(Entries for bounding box labeling)
______________________________

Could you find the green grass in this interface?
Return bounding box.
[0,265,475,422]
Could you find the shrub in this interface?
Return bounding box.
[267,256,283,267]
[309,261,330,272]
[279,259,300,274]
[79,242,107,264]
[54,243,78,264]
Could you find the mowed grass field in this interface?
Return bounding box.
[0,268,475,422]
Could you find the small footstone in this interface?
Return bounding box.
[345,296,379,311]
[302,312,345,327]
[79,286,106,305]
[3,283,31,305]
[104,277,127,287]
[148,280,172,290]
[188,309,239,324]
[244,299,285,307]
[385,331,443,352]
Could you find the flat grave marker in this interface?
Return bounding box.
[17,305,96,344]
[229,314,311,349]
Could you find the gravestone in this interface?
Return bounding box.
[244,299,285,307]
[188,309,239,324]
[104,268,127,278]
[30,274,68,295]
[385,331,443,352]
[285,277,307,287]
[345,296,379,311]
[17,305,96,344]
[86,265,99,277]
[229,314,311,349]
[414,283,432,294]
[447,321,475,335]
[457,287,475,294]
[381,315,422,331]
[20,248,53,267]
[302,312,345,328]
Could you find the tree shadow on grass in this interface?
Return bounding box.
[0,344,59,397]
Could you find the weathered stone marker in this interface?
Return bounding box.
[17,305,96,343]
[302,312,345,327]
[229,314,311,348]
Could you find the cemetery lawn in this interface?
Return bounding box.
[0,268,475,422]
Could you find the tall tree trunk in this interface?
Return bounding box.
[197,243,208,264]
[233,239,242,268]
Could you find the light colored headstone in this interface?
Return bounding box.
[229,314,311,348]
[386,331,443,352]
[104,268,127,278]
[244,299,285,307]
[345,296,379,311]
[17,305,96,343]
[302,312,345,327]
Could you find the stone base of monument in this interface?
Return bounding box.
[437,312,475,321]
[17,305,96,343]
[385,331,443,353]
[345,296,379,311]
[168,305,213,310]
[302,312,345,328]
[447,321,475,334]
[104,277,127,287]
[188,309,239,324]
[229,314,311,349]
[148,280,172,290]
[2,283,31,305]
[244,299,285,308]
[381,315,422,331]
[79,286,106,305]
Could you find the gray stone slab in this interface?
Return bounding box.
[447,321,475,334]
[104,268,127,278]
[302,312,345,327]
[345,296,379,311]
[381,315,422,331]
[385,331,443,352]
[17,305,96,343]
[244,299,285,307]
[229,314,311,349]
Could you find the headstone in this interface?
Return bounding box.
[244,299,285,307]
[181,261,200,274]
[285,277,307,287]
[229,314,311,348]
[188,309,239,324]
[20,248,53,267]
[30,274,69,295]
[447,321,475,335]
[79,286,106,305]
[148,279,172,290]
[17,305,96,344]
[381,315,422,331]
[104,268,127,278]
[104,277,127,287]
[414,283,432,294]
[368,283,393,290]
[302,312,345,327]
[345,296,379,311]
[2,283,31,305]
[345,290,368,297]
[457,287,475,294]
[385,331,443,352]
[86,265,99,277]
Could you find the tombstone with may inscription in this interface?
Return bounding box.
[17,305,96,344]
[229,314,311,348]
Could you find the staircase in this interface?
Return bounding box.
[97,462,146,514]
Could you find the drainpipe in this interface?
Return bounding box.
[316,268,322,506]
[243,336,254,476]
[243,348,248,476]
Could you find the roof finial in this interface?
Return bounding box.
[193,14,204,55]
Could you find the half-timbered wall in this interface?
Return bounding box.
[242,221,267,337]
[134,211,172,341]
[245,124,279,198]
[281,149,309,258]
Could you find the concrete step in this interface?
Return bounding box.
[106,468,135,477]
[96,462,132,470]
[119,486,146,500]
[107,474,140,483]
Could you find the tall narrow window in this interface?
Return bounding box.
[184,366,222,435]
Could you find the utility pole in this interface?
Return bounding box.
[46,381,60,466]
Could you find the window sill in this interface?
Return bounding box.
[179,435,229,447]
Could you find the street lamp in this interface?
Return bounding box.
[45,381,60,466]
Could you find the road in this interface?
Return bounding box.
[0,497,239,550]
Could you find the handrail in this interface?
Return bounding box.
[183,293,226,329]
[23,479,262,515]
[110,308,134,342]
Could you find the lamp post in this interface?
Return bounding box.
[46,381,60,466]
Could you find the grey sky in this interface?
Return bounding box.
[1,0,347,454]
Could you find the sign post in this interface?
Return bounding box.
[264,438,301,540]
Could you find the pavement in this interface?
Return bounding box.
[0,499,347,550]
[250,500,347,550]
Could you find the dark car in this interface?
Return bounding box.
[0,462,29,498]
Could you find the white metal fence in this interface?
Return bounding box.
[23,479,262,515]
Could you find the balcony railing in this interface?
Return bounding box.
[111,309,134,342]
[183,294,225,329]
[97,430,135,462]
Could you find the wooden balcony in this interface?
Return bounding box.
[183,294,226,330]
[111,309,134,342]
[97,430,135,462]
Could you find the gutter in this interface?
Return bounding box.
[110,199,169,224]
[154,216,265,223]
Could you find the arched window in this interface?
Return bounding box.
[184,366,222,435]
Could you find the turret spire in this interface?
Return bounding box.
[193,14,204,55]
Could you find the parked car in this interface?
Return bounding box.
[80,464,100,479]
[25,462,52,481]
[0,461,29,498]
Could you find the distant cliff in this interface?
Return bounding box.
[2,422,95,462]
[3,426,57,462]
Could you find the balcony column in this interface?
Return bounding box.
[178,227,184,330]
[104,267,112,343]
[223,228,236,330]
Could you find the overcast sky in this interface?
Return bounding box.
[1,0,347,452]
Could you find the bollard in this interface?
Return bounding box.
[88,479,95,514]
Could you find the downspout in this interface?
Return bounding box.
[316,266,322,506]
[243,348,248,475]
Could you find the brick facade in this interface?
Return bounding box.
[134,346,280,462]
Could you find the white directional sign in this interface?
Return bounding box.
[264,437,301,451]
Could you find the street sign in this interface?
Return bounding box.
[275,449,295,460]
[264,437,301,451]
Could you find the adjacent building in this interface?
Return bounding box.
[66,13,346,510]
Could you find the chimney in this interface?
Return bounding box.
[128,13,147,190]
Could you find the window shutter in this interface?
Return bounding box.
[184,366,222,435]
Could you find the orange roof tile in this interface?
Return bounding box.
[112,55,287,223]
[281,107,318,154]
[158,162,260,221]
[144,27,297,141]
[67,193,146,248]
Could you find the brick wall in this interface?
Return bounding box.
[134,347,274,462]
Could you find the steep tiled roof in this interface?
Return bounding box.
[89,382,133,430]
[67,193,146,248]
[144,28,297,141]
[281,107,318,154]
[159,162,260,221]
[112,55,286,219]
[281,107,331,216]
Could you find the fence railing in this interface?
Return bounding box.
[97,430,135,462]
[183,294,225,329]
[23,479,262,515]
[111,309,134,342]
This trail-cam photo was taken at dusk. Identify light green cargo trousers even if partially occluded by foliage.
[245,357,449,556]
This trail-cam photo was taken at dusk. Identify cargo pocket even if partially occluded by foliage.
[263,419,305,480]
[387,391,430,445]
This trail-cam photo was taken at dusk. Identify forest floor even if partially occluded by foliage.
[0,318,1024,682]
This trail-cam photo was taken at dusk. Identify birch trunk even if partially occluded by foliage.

______________________________

**Exercise details:**
Output everything from the line containing "Could you find the turret" down to the line containing "[223,228,236,330]", reproducing each line without any change.

**Task response:**
Could you find the turret spire in this interface?
Return bounding box.
[193,14,204,55]
Could you find the parked car in this interface?
Return bounding box.
[80,464,100,479]
[25,462,52,481]
[0,461,29,498]
Could you find the distant cliff in this interface?
Return bounding box.
[2,422,95,462]
[3,426,57,462]
Could you find the balcony column in this interface?
Return bounding box.
[178,227,184,330]
[104,267,112,343]
[223,228,236,330]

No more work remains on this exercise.